## PROMPT
Check each line of the material below, and copy it if it holds the string "metal".
*** Opening of EXTRACTED RECORDS ***
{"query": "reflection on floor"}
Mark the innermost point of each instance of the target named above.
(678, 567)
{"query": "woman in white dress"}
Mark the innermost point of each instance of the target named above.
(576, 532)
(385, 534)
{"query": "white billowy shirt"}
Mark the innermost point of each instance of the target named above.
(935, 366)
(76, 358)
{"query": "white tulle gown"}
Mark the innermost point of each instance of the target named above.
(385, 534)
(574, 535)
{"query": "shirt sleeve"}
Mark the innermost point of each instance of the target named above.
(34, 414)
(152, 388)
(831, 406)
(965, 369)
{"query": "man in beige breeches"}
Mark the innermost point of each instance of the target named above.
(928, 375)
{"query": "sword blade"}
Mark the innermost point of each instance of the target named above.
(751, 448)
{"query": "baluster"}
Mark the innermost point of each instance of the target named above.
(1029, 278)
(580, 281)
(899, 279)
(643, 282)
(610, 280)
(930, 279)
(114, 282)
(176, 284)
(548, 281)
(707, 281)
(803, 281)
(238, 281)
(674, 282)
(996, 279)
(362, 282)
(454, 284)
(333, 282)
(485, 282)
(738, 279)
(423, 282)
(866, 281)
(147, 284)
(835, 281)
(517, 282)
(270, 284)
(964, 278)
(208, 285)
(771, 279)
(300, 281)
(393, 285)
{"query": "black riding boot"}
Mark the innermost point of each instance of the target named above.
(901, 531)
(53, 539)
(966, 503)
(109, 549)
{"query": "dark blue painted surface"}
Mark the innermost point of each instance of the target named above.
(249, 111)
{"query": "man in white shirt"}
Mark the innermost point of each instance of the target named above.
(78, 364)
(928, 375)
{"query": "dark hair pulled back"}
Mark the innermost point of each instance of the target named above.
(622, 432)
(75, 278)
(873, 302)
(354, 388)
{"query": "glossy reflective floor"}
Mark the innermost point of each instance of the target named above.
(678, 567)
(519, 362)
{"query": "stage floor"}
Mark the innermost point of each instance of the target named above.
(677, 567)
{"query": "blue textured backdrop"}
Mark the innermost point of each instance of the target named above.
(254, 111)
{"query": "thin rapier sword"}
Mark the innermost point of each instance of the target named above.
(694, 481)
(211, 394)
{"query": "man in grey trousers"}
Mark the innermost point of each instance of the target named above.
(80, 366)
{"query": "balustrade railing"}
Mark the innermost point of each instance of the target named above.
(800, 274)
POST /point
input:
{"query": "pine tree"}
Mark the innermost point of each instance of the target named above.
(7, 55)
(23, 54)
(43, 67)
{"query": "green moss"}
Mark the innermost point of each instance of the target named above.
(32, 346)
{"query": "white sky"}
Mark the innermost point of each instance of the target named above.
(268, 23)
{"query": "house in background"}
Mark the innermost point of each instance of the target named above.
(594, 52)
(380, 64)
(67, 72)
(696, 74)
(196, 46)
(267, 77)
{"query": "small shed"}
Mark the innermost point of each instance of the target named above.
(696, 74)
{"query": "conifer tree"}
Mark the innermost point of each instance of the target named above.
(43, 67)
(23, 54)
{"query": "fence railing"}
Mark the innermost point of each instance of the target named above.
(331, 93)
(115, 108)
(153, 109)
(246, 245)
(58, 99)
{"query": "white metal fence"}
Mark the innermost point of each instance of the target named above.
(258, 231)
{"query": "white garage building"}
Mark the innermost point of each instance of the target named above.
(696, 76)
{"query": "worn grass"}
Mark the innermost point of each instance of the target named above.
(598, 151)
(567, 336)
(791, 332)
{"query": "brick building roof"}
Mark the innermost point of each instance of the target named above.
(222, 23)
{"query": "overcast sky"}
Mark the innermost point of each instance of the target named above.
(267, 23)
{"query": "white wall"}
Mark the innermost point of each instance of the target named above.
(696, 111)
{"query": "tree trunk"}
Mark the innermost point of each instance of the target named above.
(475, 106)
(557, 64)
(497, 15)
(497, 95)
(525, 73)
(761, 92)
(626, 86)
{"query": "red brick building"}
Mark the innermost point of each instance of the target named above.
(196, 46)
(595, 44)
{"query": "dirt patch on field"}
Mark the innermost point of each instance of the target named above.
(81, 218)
*** Close of EXTRACTED RECORDS ***
*** Opening of EXTRACTED RECORDS ***
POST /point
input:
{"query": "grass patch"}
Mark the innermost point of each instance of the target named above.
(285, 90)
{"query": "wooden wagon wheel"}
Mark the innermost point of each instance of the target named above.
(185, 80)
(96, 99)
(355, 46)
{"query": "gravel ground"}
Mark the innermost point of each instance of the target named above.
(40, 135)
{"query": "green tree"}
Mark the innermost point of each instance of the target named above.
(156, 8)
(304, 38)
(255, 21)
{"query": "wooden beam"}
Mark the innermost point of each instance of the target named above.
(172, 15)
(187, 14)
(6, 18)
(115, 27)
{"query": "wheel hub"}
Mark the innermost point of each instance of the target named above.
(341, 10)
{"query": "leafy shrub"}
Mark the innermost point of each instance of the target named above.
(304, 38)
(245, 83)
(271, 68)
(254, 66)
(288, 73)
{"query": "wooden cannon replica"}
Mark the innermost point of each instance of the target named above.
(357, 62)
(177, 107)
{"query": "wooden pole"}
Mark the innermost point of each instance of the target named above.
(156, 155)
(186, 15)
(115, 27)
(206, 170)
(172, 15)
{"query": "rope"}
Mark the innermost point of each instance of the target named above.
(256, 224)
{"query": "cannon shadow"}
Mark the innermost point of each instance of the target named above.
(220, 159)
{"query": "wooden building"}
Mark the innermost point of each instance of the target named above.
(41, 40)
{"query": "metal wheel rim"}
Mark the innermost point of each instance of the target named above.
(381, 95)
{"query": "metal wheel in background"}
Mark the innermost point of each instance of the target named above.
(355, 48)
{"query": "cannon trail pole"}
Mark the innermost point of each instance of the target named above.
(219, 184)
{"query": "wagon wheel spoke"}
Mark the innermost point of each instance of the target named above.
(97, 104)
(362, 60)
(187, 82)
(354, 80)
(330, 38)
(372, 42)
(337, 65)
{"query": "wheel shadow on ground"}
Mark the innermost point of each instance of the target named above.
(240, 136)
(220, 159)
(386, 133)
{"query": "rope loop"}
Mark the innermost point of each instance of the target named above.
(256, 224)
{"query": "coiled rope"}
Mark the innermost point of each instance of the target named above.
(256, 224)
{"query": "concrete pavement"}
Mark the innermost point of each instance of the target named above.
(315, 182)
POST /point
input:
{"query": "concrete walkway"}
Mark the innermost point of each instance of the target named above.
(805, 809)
*** Close of EXTRACTED RECORDS ***
## EXERCISE SOLUTION
{"query": "white metal fence"}
{"query": "metal wheel rim"}
{"query": "metal wheel in background"}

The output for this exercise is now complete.